The model was trained using under-sampled low-resolution 3D input image data (low SNR, 2D PF sampling, and 3-mm isotropic resolution) and high-resolution 3D target image data (high SNR and 1.5-mm isotropic resolution). Models were tested using synthetic ULF data simulated from large-scale public 3 T MRI data from the Human Connectome Project (HCP) consortium.
The PF-SR model reduced PF-related artifacts (blurring and ringing) and noise. Further, there was a substantial enhancement in spatial resolution. When ULF data were reconstructed using the conventional non-DL method, PF-SR outperformed the non-DL method in noise reduction and reconstruction of anatomical structures.
Data acquisition and DL reconstruction pipeline for fast ULF isotropic 3D brain MRI at 0.055 T. (A) Unlike typical ULF scans that acquire multiple NEXs, the proposed acquisition scheme acquires a single NEX, together with 2D PF sampling of a PF fraction of 0.7 in each of the two PE directions, in the FSE protocols for both T1W and T2W contrasts. The scan time is 2.5 and 3.2 min for T1W and T2W contrasts, respectively. The 3D data are then reconstructed by an end-to-end 3D DL model, which learns a residue between the high-resolution image and the interpolated low-resolution image. (B) The overall architecture of the DL 3D PF-SR reconstruction model. It is composed of residual groups (RGs) with modified residual channel attention blocks (mRCABs), multiscale feature extraction, spatial attention, and subpixel convolution. 3D convolution layer allows the effective extraction of 3D brain structural features. Multiscale feature extraction learns local features at the top-scale level and semiglobal features at the middle- to bottom-scale level. Spatial attention exploits the interspatial relationships by modulating the extracted features, which are then upsampled to the high-resolution space via subpixel convolution and transformed into a 3D image residue through a convolution layer. The final 3D image is formed by voxel-wise addition of the 3D image residue and the interpolated low-resolution image.
PF-SR consistently had a lower normalized root mean square error and higher structural similarity index than the non-DL method. Next, the team recruited 15 healthy individuals aged 25-69 and acquired their brain images on the 0.055 T MRI scanner. Data were reconstructed using PF-SR as well as the non-DL method. Additionally, subjects were scanned on a standard 3 T MRI scanner for reference.
The researchers observed that noise and PF-related artifacts were effectively reduced with PF-SR and spatial resolution was enhanced relative to the non-DL method. PF-SR delineated cerebrospinal fluid and white/grey matter. Structures recovered in PF-SR had higher clarity than non-DL and were consistent with the 3 T reference.

◆ REQUIREMENT 1 ◆
Translate this sentence from the MRI excerpt into Spanish: "The PF-SR model reduced PF-related artifacts (blurring and ringing) and noise."
◆ REQUIREMENT 2 ◆
Reproduce the part of the MRI excerpt starting with "PF-SR consistently had" and going on through "scanner for reference.".

◆ DATA UNDER STUDY ◆
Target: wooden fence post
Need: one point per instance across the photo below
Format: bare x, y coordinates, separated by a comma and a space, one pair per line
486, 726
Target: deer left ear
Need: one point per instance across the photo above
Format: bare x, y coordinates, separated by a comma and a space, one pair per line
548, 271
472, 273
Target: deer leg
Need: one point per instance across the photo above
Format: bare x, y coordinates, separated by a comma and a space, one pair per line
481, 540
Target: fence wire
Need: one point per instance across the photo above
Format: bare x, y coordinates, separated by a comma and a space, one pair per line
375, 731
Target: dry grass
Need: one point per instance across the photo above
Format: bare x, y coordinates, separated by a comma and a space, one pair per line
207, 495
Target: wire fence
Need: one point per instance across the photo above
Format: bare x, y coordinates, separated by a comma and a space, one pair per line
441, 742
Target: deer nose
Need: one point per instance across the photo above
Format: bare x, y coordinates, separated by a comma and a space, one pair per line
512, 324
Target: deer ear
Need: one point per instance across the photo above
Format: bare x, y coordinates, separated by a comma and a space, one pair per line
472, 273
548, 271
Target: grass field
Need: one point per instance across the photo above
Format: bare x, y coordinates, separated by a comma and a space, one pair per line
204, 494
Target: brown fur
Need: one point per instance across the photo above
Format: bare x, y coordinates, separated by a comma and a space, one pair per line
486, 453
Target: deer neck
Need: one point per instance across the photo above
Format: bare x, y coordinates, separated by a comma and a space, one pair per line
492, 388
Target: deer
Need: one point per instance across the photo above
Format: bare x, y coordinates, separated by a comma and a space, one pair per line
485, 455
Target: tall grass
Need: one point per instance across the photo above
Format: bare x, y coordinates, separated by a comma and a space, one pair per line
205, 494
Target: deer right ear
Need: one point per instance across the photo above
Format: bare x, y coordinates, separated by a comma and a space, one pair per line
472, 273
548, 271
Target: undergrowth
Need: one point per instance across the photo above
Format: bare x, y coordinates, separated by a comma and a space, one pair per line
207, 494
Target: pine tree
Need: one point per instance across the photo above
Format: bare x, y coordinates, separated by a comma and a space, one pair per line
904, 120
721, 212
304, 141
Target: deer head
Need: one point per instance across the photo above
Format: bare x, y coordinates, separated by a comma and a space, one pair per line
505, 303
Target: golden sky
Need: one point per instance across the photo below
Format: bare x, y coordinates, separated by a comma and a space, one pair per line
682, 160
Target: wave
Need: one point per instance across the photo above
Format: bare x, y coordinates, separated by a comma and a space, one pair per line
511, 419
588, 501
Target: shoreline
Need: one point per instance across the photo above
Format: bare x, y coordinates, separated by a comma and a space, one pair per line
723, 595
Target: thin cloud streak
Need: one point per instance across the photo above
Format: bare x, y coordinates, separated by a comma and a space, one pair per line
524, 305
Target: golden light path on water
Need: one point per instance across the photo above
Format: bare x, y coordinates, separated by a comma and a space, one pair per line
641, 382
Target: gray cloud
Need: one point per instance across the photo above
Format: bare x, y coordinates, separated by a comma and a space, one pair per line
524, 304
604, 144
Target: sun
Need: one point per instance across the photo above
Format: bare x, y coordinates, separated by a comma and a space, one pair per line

◆ EXERCISE RESPONSE 1 ◆
El modelo PF-SR redujo los artefactos relacionados con el PF (desenfoque y anillamiento) y el ruido.

◆ EXERCISE RESPONSE 2 ◆
PF-SR consistently had a lower normalized root mean square error and higher structural similarity index than the non-DL method. Next, the team recruited 15 healthy individuals aged 25-69 and acquired their brain images on the 0.055 T MRI scanner. Data were reconstructed using PF-SR as well as the non-DL method. Additionally, subjects were scanned on a standard 3 T MRI scanner for reference.